● TEKST DO ANALIZY:

+ + + + +

Sejmik Województwa Dolnośląskiego apeluje jednocześnie o manifestowanie swoich przekonań przez wszystkich uczestników toczącej się debaty, w formie i treści odnoszącej się z szacunkiem do wartości historycznych i kulturowych, w tym tradycji debaty i tolerancji, które stanowią spuściznę wielu pokoleń Polaków oraz w sposób uwzględniający aktualną sytuację sanitarno-epidemiczną w kraju.
Dyskusja nad stanowiskiem w sejmiku trwała wiele godzin, choć większość była za, nie zabrakło też sprzeciwów. Wicemarszałek Marcin Krzyżanowski zwrócił uwagę na to, że protesty nie przyniosą nic dobrego w kontekście pandemii:
- Protestują w większości młodzi ludzie i pewnie statycznie im się nic nie stanie, ale Ci młodzi wracają później do swoich domów, gdzie spotkają się z rodzicami, dziadkami, a to już może być niesłychanie niebezpieczne.
Radna Monika Włodarczyk z klubu Koalicji Obywatelskiej podkreślała konsekwencje decyzji Trybunału Konstytucyjnego:
- Polaryzacja społeczeństwa, brak dostępu do badań prenatalnych, o której już dziś tak trudno. Kobiety mają do nich prawo po 35. roku życia - jeśli zajdą w ciążę. I konsekwencje społeczne: w brutalny sposób złamano prawa kobiet.
Do prawa aborcyjnego i protestów odnieśli się dziś także radni miejscy.
"Orzeczenie Trybunału to przyzwolenie na tortury" czytamy w oficjalnym apelu rady miejskiej Wrocławia, który został dziś przyjęty podczas sesji nadzwyczajnej. Radni sprzeciwiają się decyzji Trybunału Konstytucyjnego w sprawie zakazu aborcji. Poniżej treść apelu:
„Radykalnie sprzeciwiamy się drastycznemu ograniczeniu praw kobiet, jakie nastąpiło 22 października na mocy wyroku „Trybunału Konstytucyjnego”.
Stwierdzenie przez ten organ niezgodności z Konstytucją RP przepisów, które umożliwiają przerywanie ciąży z powodów embriopatologicznych uznajemy za niedopuszczalne i haniebne.

+ + + + +

● DANE:
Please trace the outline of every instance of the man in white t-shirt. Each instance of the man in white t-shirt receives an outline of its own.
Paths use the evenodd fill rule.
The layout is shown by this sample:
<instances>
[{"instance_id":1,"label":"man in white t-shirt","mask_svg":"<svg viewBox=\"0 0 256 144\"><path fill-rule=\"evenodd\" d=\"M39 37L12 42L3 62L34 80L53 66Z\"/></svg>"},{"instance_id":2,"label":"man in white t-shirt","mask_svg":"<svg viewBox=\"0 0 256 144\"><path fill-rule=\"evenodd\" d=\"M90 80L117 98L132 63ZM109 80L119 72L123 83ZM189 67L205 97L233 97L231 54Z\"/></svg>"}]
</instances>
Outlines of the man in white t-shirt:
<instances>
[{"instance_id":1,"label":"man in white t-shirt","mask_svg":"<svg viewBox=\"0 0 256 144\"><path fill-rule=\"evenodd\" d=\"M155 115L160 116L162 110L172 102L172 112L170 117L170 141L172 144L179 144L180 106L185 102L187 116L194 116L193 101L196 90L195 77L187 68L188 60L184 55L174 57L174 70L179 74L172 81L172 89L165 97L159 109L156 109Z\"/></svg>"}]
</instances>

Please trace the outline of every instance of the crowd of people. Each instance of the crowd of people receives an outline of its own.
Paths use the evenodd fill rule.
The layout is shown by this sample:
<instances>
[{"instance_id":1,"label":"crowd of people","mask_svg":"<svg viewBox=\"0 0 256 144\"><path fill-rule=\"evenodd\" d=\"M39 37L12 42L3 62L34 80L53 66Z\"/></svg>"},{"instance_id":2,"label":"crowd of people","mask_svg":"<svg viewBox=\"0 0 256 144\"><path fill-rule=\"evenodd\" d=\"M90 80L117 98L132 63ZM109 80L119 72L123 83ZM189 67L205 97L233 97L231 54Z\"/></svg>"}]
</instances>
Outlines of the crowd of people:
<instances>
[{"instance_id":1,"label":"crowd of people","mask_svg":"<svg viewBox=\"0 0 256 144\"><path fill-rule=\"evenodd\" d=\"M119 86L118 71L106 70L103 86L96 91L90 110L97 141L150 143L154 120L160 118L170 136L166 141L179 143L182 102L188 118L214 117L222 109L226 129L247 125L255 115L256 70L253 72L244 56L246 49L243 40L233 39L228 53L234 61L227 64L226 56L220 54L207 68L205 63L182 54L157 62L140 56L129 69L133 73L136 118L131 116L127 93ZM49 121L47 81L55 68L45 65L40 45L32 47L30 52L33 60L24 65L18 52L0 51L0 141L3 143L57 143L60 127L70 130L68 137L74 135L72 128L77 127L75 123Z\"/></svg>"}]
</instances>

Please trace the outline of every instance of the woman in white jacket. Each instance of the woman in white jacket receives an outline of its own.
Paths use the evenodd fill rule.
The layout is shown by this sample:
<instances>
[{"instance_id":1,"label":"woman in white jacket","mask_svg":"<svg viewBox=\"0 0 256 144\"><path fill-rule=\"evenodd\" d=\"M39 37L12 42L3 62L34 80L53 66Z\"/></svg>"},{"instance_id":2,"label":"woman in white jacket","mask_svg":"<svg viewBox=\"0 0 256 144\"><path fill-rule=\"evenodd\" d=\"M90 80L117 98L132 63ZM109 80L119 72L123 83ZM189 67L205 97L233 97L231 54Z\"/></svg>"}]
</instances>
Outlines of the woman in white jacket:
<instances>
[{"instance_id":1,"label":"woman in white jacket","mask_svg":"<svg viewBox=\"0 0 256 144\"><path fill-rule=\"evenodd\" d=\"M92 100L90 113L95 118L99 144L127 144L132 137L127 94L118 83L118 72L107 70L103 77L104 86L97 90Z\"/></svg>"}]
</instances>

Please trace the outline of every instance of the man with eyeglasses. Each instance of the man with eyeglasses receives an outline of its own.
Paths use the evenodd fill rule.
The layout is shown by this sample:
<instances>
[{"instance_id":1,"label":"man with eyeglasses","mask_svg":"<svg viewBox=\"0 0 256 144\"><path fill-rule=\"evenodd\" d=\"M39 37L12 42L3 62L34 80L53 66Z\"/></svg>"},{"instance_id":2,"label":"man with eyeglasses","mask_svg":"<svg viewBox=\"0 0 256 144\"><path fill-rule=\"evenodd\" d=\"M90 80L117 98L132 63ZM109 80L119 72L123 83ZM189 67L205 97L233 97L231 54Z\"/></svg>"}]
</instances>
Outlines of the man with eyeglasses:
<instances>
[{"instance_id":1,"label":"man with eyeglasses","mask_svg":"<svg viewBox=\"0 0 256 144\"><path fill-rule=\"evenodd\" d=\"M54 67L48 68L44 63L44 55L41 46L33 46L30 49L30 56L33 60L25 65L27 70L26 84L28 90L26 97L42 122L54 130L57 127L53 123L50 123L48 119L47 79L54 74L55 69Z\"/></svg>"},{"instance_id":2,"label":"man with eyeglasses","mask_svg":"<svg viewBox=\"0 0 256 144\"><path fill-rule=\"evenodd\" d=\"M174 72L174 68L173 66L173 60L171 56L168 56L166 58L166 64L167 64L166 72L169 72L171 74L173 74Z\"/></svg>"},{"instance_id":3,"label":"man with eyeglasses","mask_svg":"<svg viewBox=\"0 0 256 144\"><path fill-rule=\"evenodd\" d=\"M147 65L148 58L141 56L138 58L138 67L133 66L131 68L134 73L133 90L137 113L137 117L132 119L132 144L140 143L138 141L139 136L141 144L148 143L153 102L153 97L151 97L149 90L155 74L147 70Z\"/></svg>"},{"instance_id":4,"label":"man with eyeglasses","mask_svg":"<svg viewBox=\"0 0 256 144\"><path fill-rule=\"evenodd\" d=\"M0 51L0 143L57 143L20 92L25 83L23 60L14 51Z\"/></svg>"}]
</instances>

+ + + + +

● POLECENIE 1: Z jakiego klubu pochodzi radna Monika Włodarczyk według tekstu o wyroku Trybunału Konstytucyjnego?
● POLECENIE 2: Zamień „niesłychanie” na „wyjątkowo” we fragmencie tekstu o wyroku Trybunału Konstytucyjnego, obejmującym wszystko od słów „Dyskusja nad stanowiskiem” w dół aż do słów „złamano prawa kobiet.”, i podaj ten fragment po zmianie.
● POLECENIE 3: Kontynuuj tekst o wyroku Trybunału Konstytucyjnego, zaczynając zaraz po jego ostatnim zdaniu.

● ODPOWIEDŹ 1: Z klubu Koalicji Obywatelskiej.

● ODPOWIEDŹ 2:
Dyskusja nad stanowiskiem w sejmiku trwała wiele godzin, choć większość była za, nie zabrakło też sprzeciwów. Wicemarszałek Marcin Krzyżanowski zwrócił uwagę na to, że protesty nie przyniosą nic dobrego w kontekście pandemii:
- Protestują w większości młodzi ludzie i pewnie statycznie im się nic nie stanie, ale Ci młodzi wracają później do swoich domów, gdzie spotkają się z rodzicami, dziadkami, a to już może być wyjątkowo niebezpieczne.
Radna Monika Włodarczyk z klubu Koalicji Obywatelskiej podkreślała konsekwencje decyzji Trybunału Konstytucyjnego:
- Polaryzacja społeczeństwa, brak dostępu do badań prenatalnych, o której już dziś tak trudno. Kobiety mają do nich prawo po 35. roku życia - jeśli zajdą w ciążę. I konsekwencje społeczne: w brutalny sposób złamano prawa kobiet.

● ODPOWIEDŹ 3:
Nie zgadzamy się na łamanie praw człowieka w Polsce. Apelujemy do Prezydenta RP, Rządu RP oraz Sejmu i Senatu RP o poszanowanie praw i godności kobiet.
Rozstrzygnięcie „Trybunału Konstytucyjnego”, w którym zasiadają sędziowie wybrani z naruszeniem prawa to skandaliczny zamach na wolność, konstytucyjne, niezbywalne prawa polskiego społeczeństwa. To drastyczne odebranie kobietom prawa do samostanowienia, do decydowania o własnym ciele, zdrowiu i życiu.
Nie możemy przejść obojętnie nad tym, że ten okrutny wyrok zapadł w czasie pandemii wirusa Sars-COV-2., skutecznie paraliżując możliwość wyraźnej społecznej odpowiedzi na tę decyzję.
Brak dostępu do aborcji narusza art. 7 Międzynarodowego Paktu Praw Obywatelskich i Politycznych: „Nikt nie będzie poddawany torturom lub okrutnemu, nieludzkiemu albo poniżającemu traktowaniu lub karaniu”. Orzeczenie z 22 października stoi w jawnej sprzeczności z tymi zasadami.
Zmuszenie Polek do noszenia płodów z wadami genetycznymi i rodzenia martwych dzieci lub dzieci, które umrą zaraz po porodzie nigdy nie znajdzie naszego poparcia.
Orzeczenie Trybunału to przyzwolenie na tortury kobiet – ich trwałe cierpienie fizyczne, psychiczne i emocjonalne. To sprowadzenie kobiet do roli inkubatorów, pozbawionych prawa do decydowania o sobie, odarcie ich z przyrodzonej i niezbywalnej godności.
Rażąca dyskryminacja kobiet ukonstytuowana wyrokiem „Trybunału Konstytucyjnego” z 22 października to odebranie kobietom praw i wolności, godności oraz podmiotowości. Nie godzimy się na to.
Wzywamy samorządy lokalne i regionalne w całej Polsce, aby wsparły nasz apel!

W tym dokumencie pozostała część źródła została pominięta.